**EXERCISE**
Output the full listing below exactly as it reads, and skip anything that is a picture.

[Image object location entries]

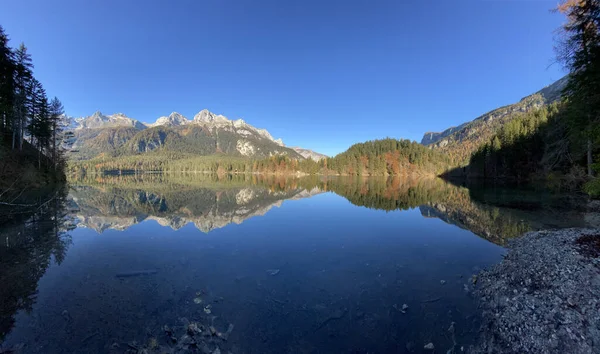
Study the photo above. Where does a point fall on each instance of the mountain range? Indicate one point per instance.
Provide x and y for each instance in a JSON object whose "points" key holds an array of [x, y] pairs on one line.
{"points": [[463, 140], [206, 134]]}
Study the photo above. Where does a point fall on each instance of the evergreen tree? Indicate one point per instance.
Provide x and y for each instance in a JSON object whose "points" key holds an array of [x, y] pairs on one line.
{"points": [[23, 76], [56, 111], [7, 82]]}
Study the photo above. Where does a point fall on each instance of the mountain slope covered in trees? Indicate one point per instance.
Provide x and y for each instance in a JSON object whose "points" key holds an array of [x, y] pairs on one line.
{"points": [[117, 135], [460, 142], [31, 126]]}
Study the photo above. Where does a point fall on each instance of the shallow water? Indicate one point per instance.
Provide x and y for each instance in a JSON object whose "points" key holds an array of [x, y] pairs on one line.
{"points": [[309, 265]]}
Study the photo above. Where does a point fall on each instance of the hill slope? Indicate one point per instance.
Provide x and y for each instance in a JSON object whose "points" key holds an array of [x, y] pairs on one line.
{"points": [[461, 141], [206, 134]]}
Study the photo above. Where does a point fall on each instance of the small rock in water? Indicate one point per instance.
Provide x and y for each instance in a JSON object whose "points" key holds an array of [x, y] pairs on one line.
{"points": [[451, 328], [207, 309]]}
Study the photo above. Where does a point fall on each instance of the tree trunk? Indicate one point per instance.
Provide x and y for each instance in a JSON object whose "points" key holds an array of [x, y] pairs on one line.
{"points": [[590, 160]]}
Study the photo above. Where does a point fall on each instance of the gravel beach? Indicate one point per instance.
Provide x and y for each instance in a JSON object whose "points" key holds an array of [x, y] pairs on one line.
{"points": [[544, 297]]}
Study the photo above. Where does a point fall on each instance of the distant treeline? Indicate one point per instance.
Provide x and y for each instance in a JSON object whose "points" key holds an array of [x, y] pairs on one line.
{"points": [[556, 143], [373, 158]]}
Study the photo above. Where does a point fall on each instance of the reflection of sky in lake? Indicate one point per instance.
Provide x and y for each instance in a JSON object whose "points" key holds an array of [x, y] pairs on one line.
{"points": [[344, 273]]}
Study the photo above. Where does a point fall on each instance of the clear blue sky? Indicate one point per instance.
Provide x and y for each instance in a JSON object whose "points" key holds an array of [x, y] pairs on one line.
{"points": [[319, 74]]}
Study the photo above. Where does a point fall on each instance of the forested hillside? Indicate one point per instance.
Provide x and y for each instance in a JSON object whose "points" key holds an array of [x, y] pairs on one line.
{"points": [[460, 142], [31, 126], [373, 158], [558, 142], [119, 136]]}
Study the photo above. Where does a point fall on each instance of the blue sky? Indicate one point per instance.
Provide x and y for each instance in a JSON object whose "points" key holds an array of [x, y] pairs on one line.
{"points": [[319, 74]]}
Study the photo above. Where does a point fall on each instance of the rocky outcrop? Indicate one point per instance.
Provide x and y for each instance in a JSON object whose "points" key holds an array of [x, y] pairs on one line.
{"points": [[309, 154], [544, 297], [207, 133]]}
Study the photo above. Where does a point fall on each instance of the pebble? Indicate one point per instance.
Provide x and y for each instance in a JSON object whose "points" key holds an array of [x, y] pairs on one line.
{"points": [[542, 292]]}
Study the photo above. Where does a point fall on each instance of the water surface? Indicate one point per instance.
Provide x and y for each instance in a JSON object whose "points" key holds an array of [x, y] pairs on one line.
{"points": [[274, 265]]}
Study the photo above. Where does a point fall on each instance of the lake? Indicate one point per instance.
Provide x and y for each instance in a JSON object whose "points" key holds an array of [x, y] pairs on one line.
{"points": [[256, 264]]}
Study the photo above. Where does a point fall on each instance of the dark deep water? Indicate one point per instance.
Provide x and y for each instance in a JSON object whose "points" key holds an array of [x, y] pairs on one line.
{"points": [[295, 266]]}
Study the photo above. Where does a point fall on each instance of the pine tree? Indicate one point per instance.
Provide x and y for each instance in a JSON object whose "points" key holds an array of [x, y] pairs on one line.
{"points": [[580, 53], [7, 82], [23, 76], [57, 112]]}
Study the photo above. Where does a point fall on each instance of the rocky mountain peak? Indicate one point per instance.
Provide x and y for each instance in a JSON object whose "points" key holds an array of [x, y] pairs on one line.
{"points": [[174, 119]]}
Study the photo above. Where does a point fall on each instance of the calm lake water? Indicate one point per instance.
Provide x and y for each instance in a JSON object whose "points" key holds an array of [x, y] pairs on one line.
{"points": [[258, 265]]}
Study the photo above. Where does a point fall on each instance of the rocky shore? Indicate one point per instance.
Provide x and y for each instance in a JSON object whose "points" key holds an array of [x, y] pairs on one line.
{"points": [[544, 297]]}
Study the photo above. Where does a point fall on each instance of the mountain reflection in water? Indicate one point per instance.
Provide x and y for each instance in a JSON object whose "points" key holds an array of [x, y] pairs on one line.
{"points": [[317, 274], [211, 202]]}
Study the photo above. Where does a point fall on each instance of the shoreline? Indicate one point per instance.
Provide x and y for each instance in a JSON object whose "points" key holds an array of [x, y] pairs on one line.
{"points": [[544, 296]]}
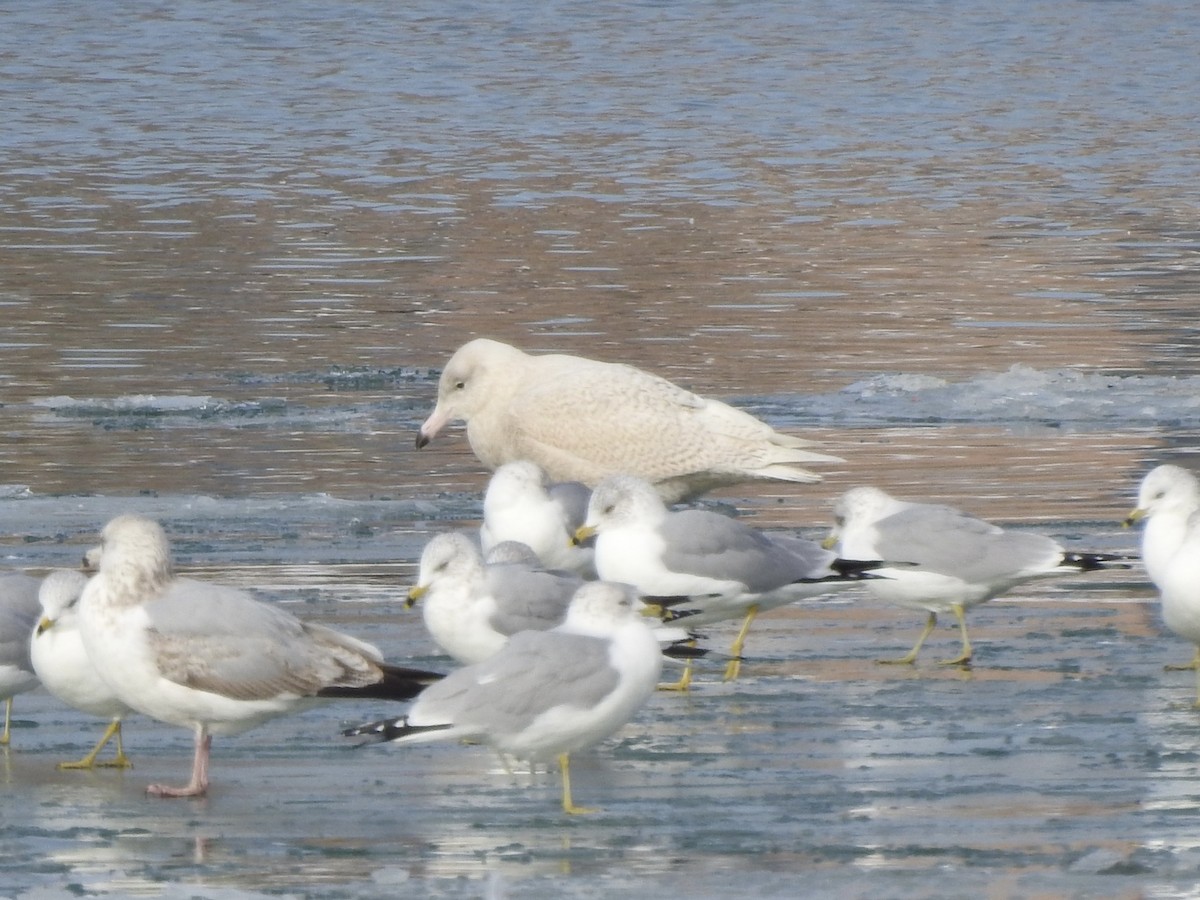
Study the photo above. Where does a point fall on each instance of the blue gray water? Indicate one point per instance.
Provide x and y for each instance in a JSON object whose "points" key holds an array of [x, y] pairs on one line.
{"points": [[954, 241]]}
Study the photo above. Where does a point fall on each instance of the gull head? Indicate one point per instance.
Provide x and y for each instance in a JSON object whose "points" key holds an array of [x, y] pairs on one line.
{"points": [[447, 557], [622, 501], [1165, 490], [474, 378]]}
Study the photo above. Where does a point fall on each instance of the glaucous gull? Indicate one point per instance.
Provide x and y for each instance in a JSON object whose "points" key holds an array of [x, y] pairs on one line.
{"points": [[211, 658], [582, 420]]}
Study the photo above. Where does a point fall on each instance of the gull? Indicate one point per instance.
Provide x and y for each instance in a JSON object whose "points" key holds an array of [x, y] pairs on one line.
{"points": [[720, 567], [472, 609], [581, 420], [211, 658], [954, 561], [546, 694], [522, 504], [66, 670], [1180, 586], [1169, 496], [18, 616]]}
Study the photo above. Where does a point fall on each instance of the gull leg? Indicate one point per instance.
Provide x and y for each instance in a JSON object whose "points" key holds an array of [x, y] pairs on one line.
{"points": [[964, 658], [911, 657], [199, 784], [89, 761], [120, 761], [7, 718], [1185, 666], [568, 804], [684, 682], [735, 665]]}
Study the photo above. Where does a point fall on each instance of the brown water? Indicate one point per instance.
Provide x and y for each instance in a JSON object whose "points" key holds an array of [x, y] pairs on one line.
{"points": [[957, 244]]}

**SOLUTION FOR THIS PROBLEM**
Study the photo above. Where does a point fall on each instance of the mountain range? Indicate one point per instance.
Provide x and y for each instance in a JSON object whose "points" key holds an array of [x, y] pairs on one line.
{"points": [[463, 140], [206, 134]]}
Study the photo above. Where does a point fall on each instance of the evergreen tree? Indicate one point per instance.
Provide x and y for each instance in a JSON object whose "points" key holds an array of [x, y] pairs on one line.
{"points": [[23, 76], [56, 111], [7, 82]]}
Study the photo above. Where does a point fall on each instance of the mountain slope covered in trees? Indicate one point per instance.
Provide x and y for each instance in a JSON object whose "points" key holds an array of [x, y] pairs on one line.
{"points": [[117, 135], [460, 142], [31, 126]]}
Study the photo above. Where does a point fall on each instance of the shallow water? Indicate one point per instance.
Provide x and y for each instance in a JSON object whose "points" key holds an array of [x, y] pairs on one line.
{"points": [[309, 265]]}
Study the photo above. Where does a point fall on each instance of the hill slope? Indicate one point per instance.
Provide x and y for each instance in a JSON object whose "points" key holds an array of [x, y] pairs on one line.
{"points": [[461, 141], [206, 134]]}
Study the photo above. Where does a point fall on each instance of the small rock in water? Indicate one point per instance.
Provide x and y for each instance in a JSON object whose "points" key holds an array of [x, y] pairs on one line.
{"points": [[451, 328], [207, 309]]}
Study the photo above. Where does a point fall on each instance of the tree trunk? Indicate one point per instance.
Provide x and y for each instance in a JSON object whose "points" key holds an array of [x, y] pairs on one line.
{"points": [[590, 160]]}
Study the photo above. Where does a point fall on each instance of the gravel beach? Indicate one point per instance.
Provide x and y for each instance in a JSON object whose "points" key holds an array of [x, y] pairs on one line.
{"points": [[544, 297]]}
Study the photo above. Where does a point fall on each instance of the distant treeline? Indicate one point per instance.
Provide x and y for each instance in a JSON object whose "points" key holds an array of [x, y] pairs on one line.
{"points": [[556, 143], [373, 158]]}
Study the photo above. Where does a point fall on each instance of the reflection of sky in lake? Indicate one point per instance.
Provide x and y for each instance in a JSON object whose "points" key holds an array of [x, y] pairs on one line.
{"points": [[344, 273]]}
Study the photo above. Where does a point fall on each instance of the clear blue sky? Indicate one point per instance.
Provide x and y for each instance in a JSON object whose "points" key holds an array of [x, y] pairs on one line.
{"points": [[319, 74]]}
Study the photo above. Where does a point fall on each instance of the forested hillside? Indicate one point per instance.
Provide x and y for each instance in a JSON object whose "points" key holds an array of [x, y] pairs on one line.
{"points": [[460, 142], [31, 126], [373, 158], [558, 142], [119, 136]]}
Study the photo above. Where does a point fall on each instance of the blue sky? Indicate one point per instance.
Provide x and y for each instance in a JSON object whose "points" key holds an array of [x, y] pairs on one line.
{"points": [[319, 74]]}
Study the photo above. Where does a point fall on each instance of the rocky outcrop? Indicate one point per instance.
Provide x and y for each instance in a JSON object whose "points" key holds an array of [x, y] pairs on one line.
{"points": [[309, 154], [544, 297], [207, 133]]}
Study the photo above. Where does a point fall on each instance of the pebble? Indicate one point per instance.
Provide x and y for each instance in a JSON object whose "points" key holds an array of [x, y] pairs on one line.
{"points": [[542, 292]]}
Study the photo above. Where does a point fall on each instance of the water surface? Indicate one point per instance.
Provide x and y for each instance in a JSON object whose "points" key holds an array of [x, y] pairs on one line.
{"points": [[274, 265]]}
Study the photo above. Where does a point fall on each instance of the lake? Indicate one point per instance.
Provide x and y for each instance in a JSON object whose "points" key holds an array of [x, y] pairs on one line.
{"points": [[256, 264]]}
Study the photo above. Where does a point fall on each instance of the dark deep water? Indicate one point per instance.
Provide x and y for each instance in a JSON object whose "points" key holds an array of [x, y] pairs on one line.
{"points": [[295, 266]]}
Study the photo above. Where does a point fall on each instance of the pine tree? Indicate one point per instance.
Provide x and y for each instance in a JSON object whose "points" key holds an array of [x, y] pairs on one line.
{"points": [[580, 53], [7, 82], [23, 76], [57, 112]]}
Study the photo above. Where does a point fall on each instance of the rocky mountain peak? Indicate one point per instance.
Provide x and y for each instance in a JSON object whose "points" key holds an array of [x, y] pairs on one line.
{"points": [[174, 119]]}
Study the photo above. Where does a point fall on each instance of the calm lake water? Indicate one point per instance.
Provide x and y for each instance in a JSON object whose "points" key holds an array of [x, y] pairs on one line.
{"points": [[258, 265]]}
Study the photo above. Where does a point fall on each instance of the rocky shore? Indicate one point per instance.
Provide x and y for each instance in a JSON object whose "points" key holds an array of [x, y] pairs on one line.
{"points": [[544, 297]]}
Study the photo above. Where does a point fall on each instance of the mountain reflection in water? Indicate one point per instance.
Provide x and y for each instance in a JSON object whose "points" key holds an array of [x, y] pairs on one line.
{"points": [[317, 274], [211, 202]]}
Study the photo above. Where does a point fall on each instance of the shoreline? Indicate one point per instance.
Provide x and y for each instance in a JSON object whose "points" key holds an array of [x, y] pairs on one line.
{"points": [[544, 296]]}
Study the photo above. Where does a point fall on each instance of the blue gray water? Indicate one point per instance.
Provide x and y for each instance in a JSON object whose "points" key holds an array of [x, y] pairs on one line.
{"points": [[954, 241]]}
Study the photo above. Where does a point fall on each instance of the gull head? Indicate one point per instance.
Provide x and y for each instance in a JSON object whose "points" key holds an array of [x, y] pairs on one line.
{"points": [[447, 557], [622, 501], [1165, 490], [474, 378]]}
Study the photo above. Where does a point fall on each instance of the glaucous gull? Indicate one point per instance.
Provide x and y for each instance in a JSON object whose "points" key holds an array of [x, y] pairs on one line.
{"points": [[211, 658], [582, 420]]}
Study the photo above. Where does a point fall on each instance of the gull? Indicate one point per instance.
Provide x and y for each instance in a JSON object whose "points" key holds an array of [x, y] pairs on one line.
{"points": [[720, 567], [472, 609], [581, 420], [211, 658], [954, 561], [546, 694], [522, 504], [66, 670], [1180, 586], [1169, 496], [18, 616]]}
Study the photo above. Where does a point fall on each instance of the gull leg? Indicate one point per instance.
Provide x and y for each instance in a JSON object whose "points" key holds an array of [x, y] pairs on one line.
{"points": [[964, 658], [911, 657], [199, 784], [89, 761], [120, 761], [7, 718], [1185, 666], [568, 804], [684, 682], [735, 665]]}
Study the photo above. Where does a point fall on each instance of the brown water? Indicate one point per instance.
Provide x and y for each instance in a JSON object whose "points" key holds an array of [x, y] pairs on one line.
{"points": [[957, 244]]}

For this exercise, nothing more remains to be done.